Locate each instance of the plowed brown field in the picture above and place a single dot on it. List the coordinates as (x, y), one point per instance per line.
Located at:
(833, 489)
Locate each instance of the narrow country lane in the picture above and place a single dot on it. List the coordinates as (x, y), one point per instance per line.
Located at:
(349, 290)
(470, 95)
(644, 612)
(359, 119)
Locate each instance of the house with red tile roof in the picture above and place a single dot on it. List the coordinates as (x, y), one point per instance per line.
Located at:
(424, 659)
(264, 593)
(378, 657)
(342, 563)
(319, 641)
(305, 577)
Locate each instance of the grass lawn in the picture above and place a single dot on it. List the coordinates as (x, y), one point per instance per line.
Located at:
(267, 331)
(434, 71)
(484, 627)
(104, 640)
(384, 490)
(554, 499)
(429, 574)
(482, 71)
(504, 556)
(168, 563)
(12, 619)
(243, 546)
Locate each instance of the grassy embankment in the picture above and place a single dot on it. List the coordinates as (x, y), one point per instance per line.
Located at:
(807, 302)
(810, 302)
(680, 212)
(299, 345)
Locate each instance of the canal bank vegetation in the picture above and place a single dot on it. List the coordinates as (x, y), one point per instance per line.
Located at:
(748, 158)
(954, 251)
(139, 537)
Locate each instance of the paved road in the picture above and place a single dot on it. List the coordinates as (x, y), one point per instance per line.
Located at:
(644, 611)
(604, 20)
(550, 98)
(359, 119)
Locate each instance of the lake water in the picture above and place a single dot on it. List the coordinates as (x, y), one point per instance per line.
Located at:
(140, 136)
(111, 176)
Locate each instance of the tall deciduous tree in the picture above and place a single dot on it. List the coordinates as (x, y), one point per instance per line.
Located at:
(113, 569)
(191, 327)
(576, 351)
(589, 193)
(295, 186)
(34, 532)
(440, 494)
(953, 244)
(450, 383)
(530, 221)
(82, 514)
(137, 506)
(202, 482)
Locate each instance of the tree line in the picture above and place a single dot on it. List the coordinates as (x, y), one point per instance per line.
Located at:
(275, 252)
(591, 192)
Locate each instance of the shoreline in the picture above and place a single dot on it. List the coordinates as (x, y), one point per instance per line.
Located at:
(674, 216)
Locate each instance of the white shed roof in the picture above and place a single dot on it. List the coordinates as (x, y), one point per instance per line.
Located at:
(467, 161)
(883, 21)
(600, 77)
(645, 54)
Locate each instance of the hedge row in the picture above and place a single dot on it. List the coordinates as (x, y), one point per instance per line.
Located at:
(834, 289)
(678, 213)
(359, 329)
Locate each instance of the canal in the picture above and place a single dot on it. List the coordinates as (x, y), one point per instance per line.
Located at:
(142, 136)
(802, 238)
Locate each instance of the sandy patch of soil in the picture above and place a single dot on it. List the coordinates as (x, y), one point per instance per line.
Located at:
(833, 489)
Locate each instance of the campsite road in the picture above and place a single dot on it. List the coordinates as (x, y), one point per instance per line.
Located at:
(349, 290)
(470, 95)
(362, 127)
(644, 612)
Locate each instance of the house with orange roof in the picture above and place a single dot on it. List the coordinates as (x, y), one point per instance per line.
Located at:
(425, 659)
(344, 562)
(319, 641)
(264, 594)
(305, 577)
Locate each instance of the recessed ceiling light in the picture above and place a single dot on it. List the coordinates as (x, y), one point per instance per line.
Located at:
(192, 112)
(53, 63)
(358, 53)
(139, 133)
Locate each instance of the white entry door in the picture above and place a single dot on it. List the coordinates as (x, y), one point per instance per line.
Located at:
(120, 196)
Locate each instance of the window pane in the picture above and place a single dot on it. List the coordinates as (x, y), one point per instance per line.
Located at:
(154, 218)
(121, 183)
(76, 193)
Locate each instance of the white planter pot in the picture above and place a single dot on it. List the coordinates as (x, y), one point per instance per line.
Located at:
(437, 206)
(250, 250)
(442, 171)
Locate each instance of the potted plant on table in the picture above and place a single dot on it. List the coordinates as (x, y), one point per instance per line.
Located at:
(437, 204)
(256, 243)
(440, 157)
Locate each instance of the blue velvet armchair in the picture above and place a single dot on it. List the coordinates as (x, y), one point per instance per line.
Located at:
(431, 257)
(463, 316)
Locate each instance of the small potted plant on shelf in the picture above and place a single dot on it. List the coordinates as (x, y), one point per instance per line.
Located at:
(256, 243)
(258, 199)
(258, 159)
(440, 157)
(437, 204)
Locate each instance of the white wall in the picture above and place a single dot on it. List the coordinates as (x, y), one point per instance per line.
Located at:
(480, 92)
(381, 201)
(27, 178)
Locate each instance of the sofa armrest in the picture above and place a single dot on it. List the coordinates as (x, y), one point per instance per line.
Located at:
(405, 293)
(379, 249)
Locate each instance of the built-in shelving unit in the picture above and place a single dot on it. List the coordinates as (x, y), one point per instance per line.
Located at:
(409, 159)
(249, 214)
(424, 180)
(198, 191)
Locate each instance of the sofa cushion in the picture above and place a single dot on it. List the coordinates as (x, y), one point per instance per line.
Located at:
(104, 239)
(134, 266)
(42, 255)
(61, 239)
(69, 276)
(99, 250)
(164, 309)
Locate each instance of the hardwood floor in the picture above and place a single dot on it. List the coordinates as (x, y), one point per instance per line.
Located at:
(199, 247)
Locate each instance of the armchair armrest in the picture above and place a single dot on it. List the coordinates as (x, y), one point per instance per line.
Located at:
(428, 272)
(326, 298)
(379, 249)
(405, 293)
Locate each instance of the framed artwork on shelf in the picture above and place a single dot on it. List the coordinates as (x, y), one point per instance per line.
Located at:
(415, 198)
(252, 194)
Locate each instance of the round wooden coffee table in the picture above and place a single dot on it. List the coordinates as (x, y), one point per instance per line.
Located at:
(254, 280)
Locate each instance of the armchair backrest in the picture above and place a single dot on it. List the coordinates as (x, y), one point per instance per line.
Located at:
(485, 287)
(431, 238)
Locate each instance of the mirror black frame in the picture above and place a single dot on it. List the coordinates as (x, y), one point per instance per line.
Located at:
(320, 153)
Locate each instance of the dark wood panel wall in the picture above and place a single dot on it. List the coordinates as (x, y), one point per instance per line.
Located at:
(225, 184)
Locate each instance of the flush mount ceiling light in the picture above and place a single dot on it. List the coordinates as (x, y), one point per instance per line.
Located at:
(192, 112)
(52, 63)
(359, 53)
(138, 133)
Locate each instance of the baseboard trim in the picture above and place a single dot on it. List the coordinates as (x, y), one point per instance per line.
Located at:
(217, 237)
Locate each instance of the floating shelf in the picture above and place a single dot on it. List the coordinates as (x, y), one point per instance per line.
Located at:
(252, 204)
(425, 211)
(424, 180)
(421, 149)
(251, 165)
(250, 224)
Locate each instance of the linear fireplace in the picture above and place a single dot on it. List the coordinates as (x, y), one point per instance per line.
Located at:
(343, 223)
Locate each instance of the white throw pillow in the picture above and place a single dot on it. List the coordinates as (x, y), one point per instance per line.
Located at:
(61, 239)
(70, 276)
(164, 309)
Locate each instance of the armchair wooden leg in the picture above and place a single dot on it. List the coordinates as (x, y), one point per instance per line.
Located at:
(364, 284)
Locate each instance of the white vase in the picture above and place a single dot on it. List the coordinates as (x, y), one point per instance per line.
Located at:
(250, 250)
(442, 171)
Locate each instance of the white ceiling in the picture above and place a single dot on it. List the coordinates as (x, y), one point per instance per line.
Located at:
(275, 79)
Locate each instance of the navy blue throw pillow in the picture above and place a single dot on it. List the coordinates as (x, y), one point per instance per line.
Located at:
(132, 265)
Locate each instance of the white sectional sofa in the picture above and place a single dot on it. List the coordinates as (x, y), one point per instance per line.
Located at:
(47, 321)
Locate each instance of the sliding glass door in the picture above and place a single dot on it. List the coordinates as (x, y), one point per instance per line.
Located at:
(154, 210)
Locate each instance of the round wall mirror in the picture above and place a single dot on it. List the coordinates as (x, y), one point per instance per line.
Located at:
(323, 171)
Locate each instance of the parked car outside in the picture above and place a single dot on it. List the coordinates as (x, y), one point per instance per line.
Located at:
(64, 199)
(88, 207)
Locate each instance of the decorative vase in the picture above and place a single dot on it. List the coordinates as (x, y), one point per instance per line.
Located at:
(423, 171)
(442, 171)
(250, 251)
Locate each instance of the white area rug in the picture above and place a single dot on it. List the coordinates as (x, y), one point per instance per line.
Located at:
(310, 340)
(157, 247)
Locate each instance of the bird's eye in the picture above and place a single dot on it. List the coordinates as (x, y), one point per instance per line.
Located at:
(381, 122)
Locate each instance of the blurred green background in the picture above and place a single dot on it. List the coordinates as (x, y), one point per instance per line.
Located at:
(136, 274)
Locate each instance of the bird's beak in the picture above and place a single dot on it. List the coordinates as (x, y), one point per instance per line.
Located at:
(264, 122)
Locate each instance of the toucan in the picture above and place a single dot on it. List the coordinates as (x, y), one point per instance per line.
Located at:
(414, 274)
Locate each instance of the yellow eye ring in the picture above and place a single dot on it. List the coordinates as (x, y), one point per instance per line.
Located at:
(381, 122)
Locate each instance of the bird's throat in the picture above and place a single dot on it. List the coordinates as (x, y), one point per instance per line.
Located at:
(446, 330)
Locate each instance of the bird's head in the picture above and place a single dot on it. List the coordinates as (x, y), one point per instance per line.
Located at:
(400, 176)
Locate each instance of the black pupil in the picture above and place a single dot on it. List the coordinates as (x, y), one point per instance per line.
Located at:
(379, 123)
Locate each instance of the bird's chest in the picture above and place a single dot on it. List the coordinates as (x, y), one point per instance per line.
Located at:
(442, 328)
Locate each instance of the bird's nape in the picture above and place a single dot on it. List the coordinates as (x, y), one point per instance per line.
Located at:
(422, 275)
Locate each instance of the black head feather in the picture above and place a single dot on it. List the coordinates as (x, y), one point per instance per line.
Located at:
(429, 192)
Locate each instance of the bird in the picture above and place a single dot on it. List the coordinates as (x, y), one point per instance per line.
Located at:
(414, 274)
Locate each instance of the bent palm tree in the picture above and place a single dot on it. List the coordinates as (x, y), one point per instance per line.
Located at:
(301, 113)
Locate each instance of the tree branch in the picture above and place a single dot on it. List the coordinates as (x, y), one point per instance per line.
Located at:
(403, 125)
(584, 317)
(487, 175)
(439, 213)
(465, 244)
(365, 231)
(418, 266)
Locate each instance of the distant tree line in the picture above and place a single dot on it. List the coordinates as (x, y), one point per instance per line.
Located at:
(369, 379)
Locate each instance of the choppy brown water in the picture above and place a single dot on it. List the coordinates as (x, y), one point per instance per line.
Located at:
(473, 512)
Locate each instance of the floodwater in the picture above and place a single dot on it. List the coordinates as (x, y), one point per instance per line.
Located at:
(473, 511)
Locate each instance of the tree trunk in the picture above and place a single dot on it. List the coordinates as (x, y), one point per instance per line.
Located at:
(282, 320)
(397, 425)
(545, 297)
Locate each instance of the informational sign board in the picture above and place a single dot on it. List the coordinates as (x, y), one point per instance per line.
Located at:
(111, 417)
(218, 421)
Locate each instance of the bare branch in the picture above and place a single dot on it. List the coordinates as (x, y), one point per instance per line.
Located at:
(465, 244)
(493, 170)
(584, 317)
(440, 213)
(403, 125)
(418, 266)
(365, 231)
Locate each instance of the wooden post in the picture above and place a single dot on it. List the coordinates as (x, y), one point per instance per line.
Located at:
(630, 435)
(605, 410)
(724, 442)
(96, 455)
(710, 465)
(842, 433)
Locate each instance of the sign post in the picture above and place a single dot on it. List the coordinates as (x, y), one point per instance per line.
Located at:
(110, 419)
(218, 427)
:::
Set down, unchanged, the line that contains "Locate each instance of the distant" together with every later line in the records, through the last one.

Result:
Locate each instance of the distant tree line in the picture above and place a single dot on it. List the coordinates as (x, y), one point per instance per line.
Located at:
(369, 379)
Locate each instance of the choppy brown water in the picture above and place a single dot on it. List the coordinates as (x, y), one point per instance per line.
Located at:
(473, 512)
Locate each instance of the floodwater in the picture above and place a single dot on it. List the coordinates as (x, y), one point per instance per line.
Located at:
(473, 511)
Locate each instance of the tree trunk in the picture above and place a single dot on it. List the coordinates as (x, y), one point per instance per line.
Located at:
(282, 320)
(397, 425)
(545, 297)
Locate each instance of the informational sign board in the picture above and place a single dot on it. List the coordinates as (x, y), one point per instance per line.
Located at:
(111, 417)
(218, 421)
Locate each instance of the bare branch in the picture above and place a single dot on it. List the coordinates as (x, y), one point per instance per line.
Located at:
(465, 244)
(493, 170)
(584, 317)
(440, 213)
(403, 125)
(418, 266)
(365, 231)
Locate each instance of the wooden post in the picture above and place a single dot on it. List the coordinates as (x, y), one point per instance per line.
Located at:
(630, 435)
(605, 410)
(724, 442)
(96, 455)
(710, 465)
(842, 433)
Locate each instance of the sign post in the picture above and place a single dot on it. List the coordinates as (x, y), one point per instance per line.
Located at:
(110, 419)
(218, 427)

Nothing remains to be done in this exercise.